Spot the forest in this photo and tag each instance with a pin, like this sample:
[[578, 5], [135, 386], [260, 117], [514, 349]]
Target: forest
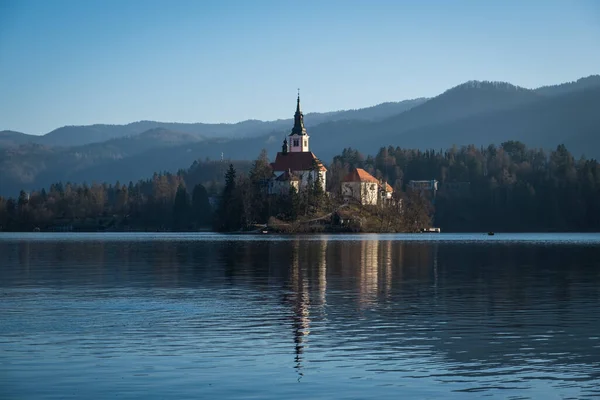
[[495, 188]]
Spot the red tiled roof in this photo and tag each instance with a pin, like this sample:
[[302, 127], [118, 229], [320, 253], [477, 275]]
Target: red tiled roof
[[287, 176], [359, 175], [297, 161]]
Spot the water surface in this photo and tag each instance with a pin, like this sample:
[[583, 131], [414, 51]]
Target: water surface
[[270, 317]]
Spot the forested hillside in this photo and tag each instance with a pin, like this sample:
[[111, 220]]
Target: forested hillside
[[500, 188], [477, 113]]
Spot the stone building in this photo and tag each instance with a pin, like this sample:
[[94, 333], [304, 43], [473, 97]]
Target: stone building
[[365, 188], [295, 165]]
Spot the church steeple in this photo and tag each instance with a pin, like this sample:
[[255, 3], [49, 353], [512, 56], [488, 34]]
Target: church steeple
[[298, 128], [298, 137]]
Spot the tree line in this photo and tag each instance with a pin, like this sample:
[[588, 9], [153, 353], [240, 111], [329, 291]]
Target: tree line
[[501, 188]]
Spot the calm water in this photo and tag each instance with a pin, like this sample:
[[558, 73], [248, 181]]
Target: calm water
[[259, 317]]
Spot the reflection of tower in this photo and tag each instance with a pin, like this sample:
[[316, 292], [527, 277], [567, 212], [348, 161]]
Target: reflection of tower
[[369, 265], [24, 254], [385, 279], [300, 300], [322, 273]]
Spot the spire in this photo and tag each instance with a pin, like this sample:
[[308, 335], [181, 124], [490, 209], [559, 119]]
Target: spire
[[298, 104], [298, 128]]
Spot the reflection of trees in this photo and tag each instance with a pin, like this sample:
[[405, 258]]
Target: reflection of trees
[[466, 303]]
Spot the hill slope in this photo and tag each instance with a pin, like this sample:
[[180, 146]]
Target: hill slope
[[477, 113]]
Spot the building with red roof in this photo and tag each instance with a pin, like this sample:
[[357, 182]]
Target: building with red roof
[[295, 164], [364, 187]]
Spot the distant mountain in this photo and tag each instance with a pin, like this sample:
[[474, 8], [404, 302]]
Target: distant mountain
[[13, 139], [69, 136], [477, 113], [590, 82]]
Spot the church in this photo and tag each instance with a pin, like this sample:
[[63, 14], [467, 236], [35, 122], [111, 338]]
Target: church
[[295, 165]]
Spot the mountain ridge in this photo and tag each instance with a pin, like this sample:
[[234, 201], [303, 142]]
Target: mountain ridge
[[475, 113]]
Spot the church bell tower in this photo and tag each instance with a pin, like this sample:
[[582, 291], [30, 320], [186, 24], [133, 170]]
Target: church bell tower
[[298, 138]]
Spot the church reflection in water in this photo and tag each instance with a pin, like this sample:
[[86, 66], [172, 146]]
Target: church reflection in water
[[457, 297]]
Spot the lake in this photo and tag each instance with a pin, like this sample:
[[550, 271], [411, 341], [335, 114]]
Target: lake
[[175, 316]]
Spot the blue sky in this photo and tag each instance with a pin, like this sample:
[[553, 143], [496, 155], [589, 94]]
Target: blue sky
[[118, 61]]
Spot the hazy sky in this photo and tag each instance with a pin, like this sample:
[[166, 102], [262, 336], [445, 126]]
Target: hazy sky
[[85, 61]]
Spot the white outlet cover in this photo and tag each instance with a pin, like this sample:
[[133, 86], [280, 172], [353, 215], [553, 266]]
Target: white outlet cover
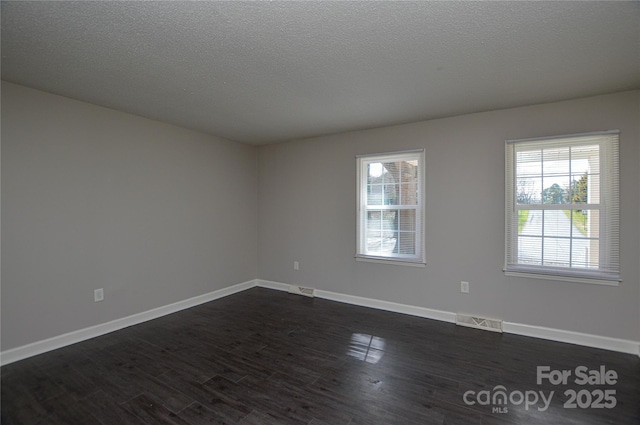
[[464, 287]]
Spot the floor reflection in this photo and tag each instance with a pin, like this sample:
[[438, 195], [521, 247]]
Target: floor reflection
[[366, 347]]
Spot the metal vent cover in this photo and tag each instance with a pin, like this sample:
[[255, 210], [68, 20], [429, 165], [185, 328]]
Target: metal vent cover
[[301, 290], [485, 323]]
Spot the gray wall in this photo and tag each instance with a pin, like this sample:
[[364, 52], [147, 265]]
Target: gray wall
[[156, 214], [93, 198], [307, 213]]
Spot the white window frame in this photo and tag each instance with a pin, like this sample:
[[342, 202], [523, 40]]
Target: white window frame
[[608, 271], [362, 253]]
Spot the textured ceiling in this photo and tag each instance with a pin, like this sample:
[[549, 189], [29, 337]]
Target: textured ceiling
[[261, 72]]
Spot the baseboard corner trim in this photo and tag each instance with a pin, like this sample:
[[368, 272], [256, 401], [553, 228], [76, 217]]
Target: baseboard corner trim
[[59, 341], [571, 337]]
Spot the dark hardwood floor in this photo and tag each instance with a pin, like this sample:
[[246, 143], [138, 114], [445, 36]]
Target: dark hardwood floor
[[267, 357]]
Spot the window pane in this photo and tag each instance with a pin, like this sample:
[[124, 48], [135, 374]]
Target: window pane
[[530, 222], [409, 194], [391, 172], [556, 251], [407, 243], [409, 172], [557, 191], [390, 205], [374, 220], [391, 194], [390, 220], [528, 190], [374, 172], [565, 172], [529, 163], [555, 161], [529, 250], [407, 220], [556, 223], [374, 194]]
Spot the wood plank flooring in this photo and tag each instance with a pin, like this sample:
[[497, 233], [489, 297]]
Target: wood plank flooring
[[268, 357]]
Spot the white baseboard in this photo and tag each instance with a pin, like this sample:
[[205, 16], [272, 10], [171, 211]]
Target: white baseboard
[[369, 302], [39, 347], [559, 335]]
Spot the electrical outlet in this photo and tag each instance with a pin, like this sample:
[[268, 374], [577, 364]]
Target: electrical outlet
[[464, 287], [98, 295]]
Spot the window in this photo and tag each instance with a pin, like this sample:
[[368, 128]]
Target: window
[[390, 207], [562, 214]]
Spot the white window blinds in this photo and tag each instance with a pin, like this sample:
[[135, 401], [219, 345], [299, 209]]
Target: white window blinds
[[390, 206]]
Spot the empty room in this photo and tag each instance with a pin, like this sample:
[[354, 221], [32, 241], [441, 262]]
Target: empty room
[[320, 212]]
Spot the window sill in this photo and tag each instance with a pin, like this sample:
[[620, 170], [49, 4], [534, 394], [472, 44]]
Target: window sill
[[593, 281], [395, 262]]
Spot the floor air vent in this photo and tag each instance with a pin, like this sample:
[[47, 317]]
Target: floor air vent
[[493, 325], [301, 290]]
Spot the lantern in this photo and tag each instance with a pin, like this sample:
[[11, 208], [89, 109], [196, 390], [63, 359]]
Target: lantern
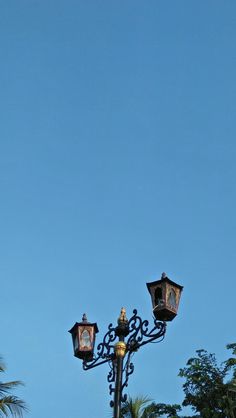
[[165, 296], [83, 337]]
···
Exercise directions
Restate every entry above word for word; no picture belongs in the copy.

Written response
Spot the forest in this photo and tag each instance with a pin, like this sample:
[[578, 5], [135, 386], [260, 117], [514, 349]]
Target: forest
[[495, 188]]
Spot the red tiled roof in this photo and tag each instance with a pin, like this sample:
[[302, 127], [118, 229], [320, 253], [477, 275]]
Target: red tiled roof
[[287, 176], [359, 175], [297, 161]]
Spot the water surface in this photo and tag each instance with a pin, like this sample:
[[583, 131], [414, 51]]
Target: water surface
[[270, 317]]
Spot the forested hillside in this photo and tag each instance with a pin, like this sample:
[[111, 220]]
Target: forested hillside
[[500, 188], [477, 113]]
Spot the stone building in this photo and tag each instance with a pin, like this sample:
[[94, 333], [304, 43], [473, 97]]
Target: stone building
[[365, 188], [295, 165]]
Spot the church steeple in this photo and tag each instance with a pin, like this sample:
[[255, 3], [49, 353], [512, 56], [488, 34]]
Target: church steeple
[[298, 128], [298, 137]]
Spot the tree line in this photo and tag each instance with a pin, like this sample:
[[588, 9], [153, 353], [240, 111], [329, 291]]
Target: tree line
[[501, 188]]
Spot the calm water in this photo and tag each instance with a pin, like this sample:
[[558, 73], [248, 181]]
Target: calm water
[[259, 317]]
Spot the reflection of tower in this photo and tag each instance with a pin, like this sample:
[[316, 292], [527, 277], [567, 212], [348, 161]]
Target: reflection of tower
[[369, 265], [24, 254], [385, 279], [300, 300], [322, 273]]
Spot the spire in this photo and tag each instance with a pin, like this sample:
[[308, 335], [181, 124], [490, 209], [559, 119]]
Target: spire
[[298, 104], [298, 128]]
Spot the reflection of trees in this photo and tag each instance with a pin, like this sample:
[[405, 258]]
Target: reflection of trees
[[466, 303]]
Spot the hill slope in this photo and tag each instance with a pin, like this sample:
[[180, 146]]
Target: hill slope
[[477, 113]]
Spot the building with red roof in this photo and tag each instance with a pin, like this sample:
[[357, 182]]
Target: building with red roof
[[295, 164], [364, 187]]
Spot the distant mountain in this photo and tag each instance with a pin, like this sample:
[[474, 8], [404, 302]]
Target: distant mountain
[[13, 139], [69, 136], [477, 113], [590, 82]]
Spot the church in this photo and tag each instance with a pin, like this sample:
[[63, 14], [467, 236], [35, 122], [111, 338]]
Target: church
[[295, 165]]
Spot the mountain ridge in this photo and tag each instance with a pin, like this sample:
[[234, 201], [303, 142]]
Target: mountain ridge
[[475, 113]]
Spot the church bell tower in this photo and tag each instance with a pin, like this sample:
[[582, 291], [30, 320], [186, 24], [133, 170]]
Target: church bell tower
[[298, 138]]
Spot the church reflection in water in this photo and tag each instance with a pin, like this sample:
[[86, 66], [172, 146]]
Target: church reflection in water
[[457, 297]]
Spot the lake in this photo and tag each instance with a pin, like this sample:
[[550, 271], [411, 341], [335, 114]]
Target: lake
[[175, 316]]
Spot the blue sky in this photo and tag each instance with a pin, like this sample:
[[553, 143], [496, 155], [589, 94]]
Target: blue sky
[[118, 61]]
Spot the hazy sky in this photo and tag each instance with a pin, like this sample:
[[166, 102], [262, 336], [445, 126]]
Target: hazy sky
[[85, 61]]
Spot the white outlet cover in this photo and tag each instance with a pin, like this sample:
[[133, 86], [280, 172], [353, 215], [553, 266]]
Target: white outlet cover
[[464, 287]]
Spot the floor reflection in this photo and tag each instance with a pin, like this sample:
[[438, 195], [521, 247]]
Target: floor reflection
[[366, 347]]
Spot the metal vent cover in this photo and tag each instance with a pin, like this sample:
[[255, 210], [68, 20], [429, 165], [185, 328]]
Target: metal vent cover
[[301, 290], [485, 323]]
Spot the gray wall in this photo and tag each instance with a pin, like this sample:
[[364, 52], [147, 265]]
Target: gray wall
[[156, 214], [93, 198], [307, 213]]
Spot the white window frame in this photo and tag each instance with a pin, like this sample:
[[342, 202], [523, 40]]
Target: white window frame
[[608, 271], [362, 253]]
Spot the textured ceiling in this photo and tag each instance with a pin, like this sample:
[[549, 189], [29, 337]]
Target: textured ceiling
[[261, 72]]
Spot the baseboard corner trim in this photo and tag each instance with a pin, like this sample:
[[368, 272], [256, 401], [553, 228], [76, 217]]
Target: baseboard corner trim
[[59, 341], [571, 337]]
Spot the dark hardwood floor in this photo and tag each instance with a pin, like this sample:
[[246, 143], [138, 114], [445, 36]]
Target: dark hardwood floor
[[267, 357]]
Spot the window pane in this photo and tag each instance with a pin, like this sample:
[[124, 48], [135, 374]]
Target: window pane
[[530, 222], [409, 194], [391, 172], [556, 251], [407, 243], [409, 172], [557, 191], [390, 205], [374, 220], [391, 194], [390, 220], [528, 190], [374, 172], [565, 172], [529, 163], [555, 161], [529, 250], [407, 220], [556, 223], [374, 194]]
Spot the wood plank flooring in this photo and tag each instance with a pin, like this sample:
[[497, 233], [489, 297]]
Target: wood plank flooring
[[268, 357]]
Spot the white baseboard in this photo and tag each instance with a pin, like this sample:
[[205, 16], [272, 10], [171, 211]]
Target: white baseboard
[[369, 302], [39, 347], [559, 335]]
Spot the electrical outlet in this photo and tag each instance with a pin, like this sample:
[[268, 374], [577, 364]]
Target: electrical outlet
[[464, 287], [98, 295]]
Spot the window in this photo and tag each instance with a pin, like this sample:
[[368, 128]]
Target: window
[[390, 207], [562, 214]]
Spot the white window blinds in this photo and tag each instance with a pin, like this sample:
[[135, 401], [219, 345], [299, 209]]
Target: white window blinds
[[390, 206]]
Spot the empty room in this photo and tag each instance with a pin, like this sample:
[[354, 221], [32, 241], [441, 262]]
Target: empty room
[[320, 212]]
Spot the window sill in this photo and tag each instance with a pin, like this sample:
[[620, 170], [49, 4], [534, 394], [472, 44]]
Target: window sill
[[593, 281], [395, 262]]
Spot the floor air vent in this photo and tag each instance with a pin, like this sample:
[[47, 317]]
Target: floor air vent
[[493, 325], [301, 290]]
Spot the lantern in this photo and tag each instance with a pin, like this sample:
[[11, 208], [89, 109], [196, 390], [63, 359]]
Target: lantern
[[165, 296], [83, 337]]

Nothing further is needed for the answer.